** START SOURCE PASSAGE **

ROGER MORTIMER & SAM MITCHELL SOURCERY, 30 APRIL - 24 MAY 2014
Found imagery redrawn and relocated as pictograms in larger paintings is a feature of the work of both Roger Mortimer and Sam Mitchell. Despite their overtly different and distinctive signature styles, both artists are avid collectors and recyclers of imagery, drawn primarily from the internet. Operating as narrative vignettes, these multiple elements collide and work alongside each other, like characters building the larger story. In both cases, the components come together to paint what may be seen as interior psychological landscapes, open to deciphering.
Mitchell and Mortimer's exhibition {Sourcery} draws attention to sources. It draws attention to the creative process and the strategies artists employ to aid the journey from concept to creation. Sourcery also plays off notions of transformation inherent in the production and reception of art.

** END SOURCE PASSAGE **

> [TASKS AND EXERCISES]
1. According to the exhibition text, which things does the exhibition Sourcery draw attention to? List each one.
2. Quote the exhibition text from "Mitchell and Mortimer's" up to and including "reception of art.".

** START DATA LISTING **

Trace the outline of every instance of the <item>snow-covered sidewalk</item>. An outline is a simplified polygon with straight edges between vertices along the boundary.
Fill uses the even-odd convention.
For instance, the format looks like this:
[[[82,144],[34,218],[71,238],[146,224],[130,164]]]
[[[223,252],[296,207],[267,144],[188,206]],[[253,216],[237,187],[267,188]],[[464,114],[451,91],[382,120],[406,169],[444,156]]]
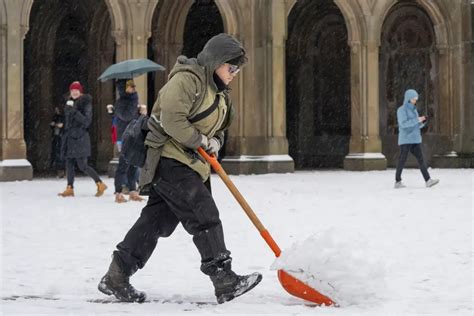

** END DATA LISTING **

> [RESULTS IN ORDER]
1.
- Sources
- The creative process
- The strategies artists employ to aid the journey from concept to creation

2.
Mitchell and Mortimer's exhibition {Sourcery} draws attention to sources. It draws attention to the creative process and the strategies artists employ to aid the journey from concept to creation. Sourcery also plays off notions of transformation inherent in the production and reception of art.